(Object location annotation data)
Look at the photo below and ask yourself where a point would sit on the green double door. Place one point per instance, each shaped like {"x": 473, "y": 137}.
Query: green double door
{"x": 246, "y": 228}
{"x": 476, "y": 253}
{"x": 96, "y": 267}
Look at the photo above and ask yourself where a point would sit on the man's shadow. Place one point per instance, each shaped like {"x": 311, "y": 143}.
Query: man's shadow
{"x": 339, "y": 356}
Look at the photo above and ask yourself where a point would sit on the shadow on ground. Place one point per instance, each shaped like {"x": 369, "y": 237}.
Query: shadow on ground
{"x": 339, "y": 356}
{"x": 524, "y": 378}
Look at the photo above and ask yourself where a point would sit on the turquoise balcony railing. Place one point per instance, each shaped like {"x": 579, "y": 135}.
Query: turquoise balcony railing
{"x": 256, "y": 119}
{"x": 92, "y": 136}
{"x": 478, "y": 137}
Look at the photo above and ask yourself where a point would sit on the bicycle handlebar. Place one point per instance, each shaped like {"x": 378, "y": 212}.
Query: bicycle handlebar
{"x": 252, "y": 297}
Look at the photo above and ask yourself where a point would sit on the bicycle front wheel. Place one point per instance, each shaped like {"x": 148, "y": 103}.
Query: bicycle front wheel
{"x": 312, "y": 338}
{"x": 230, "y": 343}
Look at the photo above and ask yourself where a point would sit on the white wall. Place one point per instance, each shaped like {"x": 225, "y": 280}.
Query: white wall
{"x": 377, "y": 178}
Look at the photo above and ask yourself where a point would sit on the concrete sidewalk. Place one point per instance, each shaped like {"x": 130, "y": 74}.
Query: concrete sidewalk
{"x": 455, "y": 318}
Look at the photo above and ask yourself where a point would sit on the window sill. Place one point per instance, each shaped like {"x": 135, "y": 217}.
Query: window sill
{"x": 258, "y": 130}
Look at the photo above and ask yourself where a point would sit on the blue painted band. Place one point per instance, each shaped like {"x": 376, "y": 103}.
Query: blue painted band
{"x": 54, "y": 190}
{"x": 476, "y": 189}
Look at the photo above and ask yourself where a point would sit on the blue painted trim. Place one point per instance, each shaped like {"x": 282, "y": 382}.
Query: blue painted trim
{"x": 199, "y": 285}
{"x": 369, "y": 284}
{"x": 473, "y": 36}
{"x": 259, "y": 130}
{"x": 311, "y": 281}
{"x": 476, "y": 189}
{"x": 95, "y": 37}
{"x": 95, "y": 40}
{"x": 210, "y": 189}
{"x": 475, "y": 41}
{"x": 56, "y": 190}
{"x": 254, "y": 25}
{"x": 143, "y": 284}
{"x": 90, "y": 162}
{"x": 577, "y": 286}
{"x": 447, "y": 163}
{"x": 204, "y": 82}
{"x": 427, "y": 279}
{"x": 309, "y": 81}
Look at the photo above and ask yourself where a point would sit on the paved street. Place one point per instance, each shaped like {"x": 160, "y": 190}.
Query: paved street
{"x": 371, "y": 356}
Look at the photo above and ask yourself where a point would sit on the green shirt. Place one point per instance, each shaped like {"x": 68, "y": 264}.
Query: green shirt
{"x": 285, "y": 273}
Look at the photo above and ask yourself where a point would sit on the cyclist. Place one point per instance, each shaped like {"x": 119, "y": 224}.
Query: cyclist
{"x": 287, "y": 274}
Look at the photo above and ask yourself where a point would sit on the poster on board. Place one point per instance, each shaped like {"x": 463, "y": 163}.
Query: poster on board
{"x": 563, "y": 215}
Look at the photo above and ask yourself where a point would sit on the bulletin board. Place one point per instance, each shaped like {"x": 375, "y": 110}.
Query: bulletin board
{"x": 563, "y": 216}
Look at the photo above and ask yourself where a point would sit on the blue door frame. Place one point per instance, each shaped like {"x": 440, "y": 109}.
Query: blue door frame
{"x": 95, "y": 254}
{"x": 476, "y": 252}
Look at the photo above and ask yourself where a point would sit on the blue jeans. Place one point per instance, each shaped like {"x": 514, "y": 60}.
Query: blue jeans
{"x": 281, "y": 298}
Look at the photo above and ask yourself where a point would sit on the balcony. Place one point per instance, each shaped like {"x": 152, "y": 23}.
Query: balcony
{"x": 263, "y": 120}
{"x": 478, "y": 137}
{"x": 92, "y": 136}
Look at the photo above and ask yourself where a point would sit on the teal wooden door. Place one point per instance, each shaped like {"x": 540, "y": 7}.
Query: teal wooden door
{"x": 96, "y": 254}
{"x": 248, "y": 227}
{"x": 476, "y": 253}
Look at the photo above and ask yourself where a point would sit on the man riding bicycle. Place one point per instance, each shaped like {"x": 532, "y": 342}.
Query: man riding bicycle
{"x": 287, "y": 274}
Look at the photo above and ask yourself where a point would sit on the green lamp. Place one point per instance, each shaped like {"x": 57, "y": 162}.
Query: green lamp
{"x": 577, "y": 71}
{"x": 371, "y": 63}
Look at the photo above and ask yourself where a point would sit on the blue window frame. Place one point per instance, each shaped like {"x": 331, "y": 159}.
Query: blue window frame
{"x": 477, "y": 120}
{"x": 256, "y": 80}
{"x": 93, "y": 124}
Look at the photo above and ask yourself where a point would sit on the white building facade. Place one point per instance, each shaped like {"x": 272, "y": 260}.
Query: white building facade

> _TO BE DONE_: Starting at the line containing "the white building" and ending at the final line of the entries, write those lines out again with "facade" swapped for "front". Keep everything else the same.

> _THE COMPLETED TASK_:
Look at the photo above and ask yourself where a point would sit on the white building front. Place one point per instance, each shaped like {"x": 272, "y": 260}.
Query: white building front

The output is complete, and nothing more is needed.